Een kleine maand na Waterloo, allicht niet toevallig op 14 juli 1815, misdroeg een horde Franse militairen zich op de manier die zo kenmerkend is voor verslagen en ongedisciplineerde legers. Het verschil was dat de slachtoffers van dit wangedrag geen inwoners van door Frankrijk bezette gebieden waren (die waren er op dat moment al even niet meer), maar wel Franse burgers, die het ongeluk hadden een stad te bewonen die de reputatie had de revolutie geen warm hart toe te dragen. Op de place Bellecour, in het hart van het oude Lyon, werden de woningen bestormd van degenen die het hadden gewaagd bij de eerste Restauratie van de Bourbons hun vreugde te tonen door feestverlichting of het hijsen van de vlag met de lelies. Alweer op de manier die eigen is voor muitende soldateska, koelden de Bonapartegezinde troepen hun woede bij voorkeur op uitingen van cultuur, zoals muziekinstrumenten, kunstwerken of verfijnde meubels.

*****

▸ OEFENINGEN
• A. Bepaal voor elk van de volgende beweringen of deze met de oefentekst overeenstemt. Antwoord telkens met ja of nee en citeer letterlijk de woorden uit de oefentekst die de doorslag geven. (i) De beschreven gebeurtenissen vonden plaats op 14 juli 1815. (ii) De slachtoffers waren inwoners van door Frankrijk bezette gebieden. (iii) De troepen reageerden hun woede bij voorkeur af op wapenopslagplaatsen.
• B. Hervat de oefentekst over de plundering in Lyon na de laatste zin en schrijf het verhaal verder.

*****

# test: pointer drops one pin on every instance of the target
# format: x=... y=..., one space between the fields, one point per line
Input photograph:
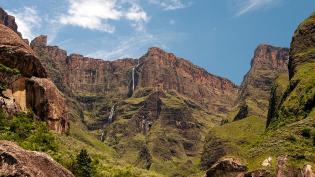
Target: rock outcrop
x=268 y=62
x=15 y=161
x=228 y=167
x=165 y=71
x=156 y=69
x=232 y=167
x=18 y=64
x=15 y=53
x=9 y=21
x=48 y=103
x=298 y=101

*****

▸ UITGEWERKTE OPLOSSINGEN
• A.
(i) Ja: "allicht niet toevallig op 14 juli 1815".
(ii) Nee: "de slachtoffers van dit wangedrag geen inwoners van door Frankrijk bezette gebieden waren".
(iii) Nee: "koelden de Bonapartegezinde troepen hun woede bij voorkeur op uitingen van cultuur, zoals muziekinstrumenten, kunstwerken of verfijnde meubels".

• B.
Een van de slachtoffers van de Lyonese muiterij was Clémence de Sermézy, een 48-jarige weduwe die niet onverdienstelijk was als beeldhouwer. Ze had het vak geleerd van haar stadsgenoot Chinard, die een zachte variante van het neoclassicisme was toegedaan, op veilige afstand van het kille heroïsme van de geliefkoosde beeldhouwers van de revolutietijd. In haar landhuis in Charentay richtte ze enkele vertrekken in met eigen werk, vaak portretten van de vrienden die ze moest missen tijdens haar verblijf op het land. Gedurende de winters in de stad verzamelde ze de mensen die haar dierbaar waren in haar salon, ook nadat het zo had geleden onder de plundering van 1815. Tot de vaste gasten behoorde onder meer Pierre-Simon Ballanche, de filosoof van de wedergeboorte na de revolutionaire woelingen.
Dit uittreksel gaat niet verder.